Énoncé: Extrayez du passage cité, à l'identique, la portion qui s'ouvre sur les mots « XIX. Ne sauriez-vous » et se clôt sur « vouer un sanctuaire. ».

Passage cité:

####

XIX. Ne sauriez-vous concevoir un Dieu dont la grandeur égale la mansuétude, un Dieu vénérable par sa douce majesté, ami de l'homme, toujours présent à ses côtés, et qui demande non point des victimes ni des flots de sang pour hommage (quel plaisir est-ce pour lui de voir égorger d'innocents animaux ?), mais qui veut une âme pure, des intentions bonnes et honnêtes ? Il n'a pas besoin de temples faits de pierres qu'on entasse et élève bien haut : c'est dans son cœur que tous doivent lui vouer un sanctuaire.

####

Données brutes:
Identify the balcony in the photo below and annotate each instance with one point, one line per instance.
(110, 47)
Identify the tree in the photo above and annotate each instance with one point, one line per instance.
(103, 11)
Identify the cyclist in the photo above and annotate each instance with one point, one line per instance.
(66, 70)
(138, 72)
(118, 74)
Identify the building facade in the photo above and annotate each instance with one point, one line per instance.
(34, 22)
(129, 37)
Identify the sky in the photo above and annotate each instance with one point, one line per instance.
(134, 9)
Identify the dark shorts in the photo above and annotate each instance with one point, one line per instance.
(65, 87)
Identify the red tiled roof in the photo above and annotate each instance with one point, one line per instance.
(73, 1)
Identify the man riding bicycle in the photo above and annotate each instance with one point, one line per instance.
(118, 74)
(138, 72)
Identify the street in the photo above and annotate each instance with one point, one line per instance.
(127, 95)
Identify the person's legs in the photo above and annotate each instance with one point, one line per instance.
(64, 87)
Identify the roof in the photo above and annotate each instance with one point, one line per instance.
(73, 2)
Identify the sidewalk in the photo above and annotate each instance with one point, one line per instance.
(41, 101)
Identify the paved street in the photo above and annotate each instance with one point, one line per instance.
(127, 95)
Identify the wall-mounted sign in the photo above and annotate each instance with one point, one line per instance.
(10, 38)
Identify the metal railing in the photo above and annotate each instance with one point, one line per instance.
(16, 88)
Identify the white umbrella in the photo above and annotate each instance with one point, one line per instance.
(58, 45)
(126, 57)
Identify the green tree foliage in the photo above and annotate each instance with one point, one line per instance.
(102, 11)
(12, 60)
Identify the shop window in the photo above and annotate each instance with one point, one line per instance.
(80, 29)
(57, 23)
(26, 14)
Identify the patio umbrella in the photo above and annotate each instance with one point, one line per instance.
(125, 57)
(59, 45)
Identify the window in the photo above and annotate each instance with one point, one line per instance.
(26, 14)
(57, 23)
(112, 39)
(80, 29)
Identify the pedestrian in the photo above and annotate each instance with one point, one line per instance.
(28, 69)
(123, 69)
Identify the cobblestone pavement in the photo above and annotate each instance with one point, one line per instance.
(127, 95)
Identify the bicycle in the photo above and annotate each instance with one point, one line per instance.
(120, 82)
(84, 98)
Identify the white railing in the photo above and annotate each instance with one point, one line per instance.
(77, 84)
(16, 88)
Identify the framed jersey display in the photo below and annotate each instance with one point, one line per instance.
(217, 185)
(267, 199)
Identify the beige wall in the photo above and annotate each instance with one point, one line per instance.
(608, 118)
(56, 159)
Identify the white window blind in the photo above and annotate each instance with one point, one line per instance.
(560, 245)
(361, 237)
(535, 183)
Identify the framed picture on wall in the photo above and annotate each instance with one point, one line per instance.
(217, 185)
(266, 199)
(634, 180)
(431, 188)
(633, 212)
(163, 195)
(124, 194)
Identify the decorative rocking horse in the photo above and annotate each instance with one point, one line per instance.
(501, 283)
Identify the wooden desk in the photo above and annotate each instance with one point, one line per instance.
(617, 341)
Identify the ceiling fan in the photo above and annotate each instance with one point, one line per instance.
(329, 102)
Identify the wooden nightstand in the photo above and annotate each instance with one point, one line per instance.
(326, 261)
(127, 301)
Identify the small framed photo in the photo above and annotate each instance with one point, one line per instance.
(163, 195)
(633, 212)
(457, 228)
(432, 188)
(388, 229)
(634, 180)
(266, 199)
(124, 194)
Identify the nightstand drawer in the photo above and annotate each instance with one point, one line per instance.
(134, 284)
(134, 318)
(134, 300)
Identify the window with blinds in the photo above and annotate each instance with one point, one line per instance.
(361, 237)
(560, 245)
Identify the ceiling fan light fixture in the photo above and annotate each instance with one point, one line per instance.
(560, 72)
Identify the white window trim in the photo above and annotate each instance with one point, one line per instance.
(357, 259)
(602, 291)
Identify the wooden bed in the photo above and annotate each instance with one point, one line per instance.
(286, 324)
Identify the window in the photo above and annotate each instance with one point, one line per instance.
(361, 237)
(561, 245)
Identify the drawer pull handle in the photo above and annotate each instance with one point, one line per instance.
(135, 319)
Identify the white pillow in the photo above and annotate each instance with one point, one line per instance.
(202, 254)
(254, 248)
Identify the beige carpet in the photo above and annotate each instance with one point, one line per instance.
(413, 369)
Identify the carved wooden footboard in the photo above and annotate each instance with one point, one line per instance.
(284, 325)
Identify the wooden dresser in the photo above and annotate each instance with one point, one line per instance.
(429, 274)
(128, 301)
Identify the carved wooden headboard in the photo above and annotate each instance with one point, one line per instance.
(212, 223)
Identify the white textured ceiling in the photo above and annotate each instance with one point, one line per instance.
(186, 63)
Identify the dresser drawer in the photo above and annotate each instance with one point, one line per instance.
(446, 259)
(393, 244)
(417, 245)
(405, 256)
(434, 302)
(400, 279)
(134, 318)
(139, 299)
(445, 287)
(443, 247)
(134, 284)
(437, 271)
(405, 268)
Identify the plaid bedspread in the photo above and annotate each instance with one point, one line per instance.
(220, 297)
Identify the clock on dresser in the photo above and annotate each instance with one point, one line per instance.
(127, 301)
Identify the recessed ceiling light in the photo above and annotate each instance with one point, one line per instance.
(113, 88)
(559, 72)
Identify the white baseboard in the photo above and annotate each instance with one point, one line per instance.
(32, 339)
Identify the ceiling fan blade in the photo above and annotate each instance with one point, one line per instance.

####

Solution proposée:
XIX. Ne sauriez-vous concevoir un Dieu dont la grandeur égale la mansuétude, un Dieu vénérable par sa douce majesté, ami de l'homme, toujours présent à ses côtés, et qui demande non point des victimes ni des flots de sang pour hommage (quel plaisir est-ce pour lui de voir égorger d'innocents animaux ?), mais qui veut une âme pure, des intentions bonnes et honnêtes ? Il n'a pas besoin de temples faits de pierres qu'on entasse et élève bien haut : c'est dans son cœur que tous doivent lui vouer un sanctuaire.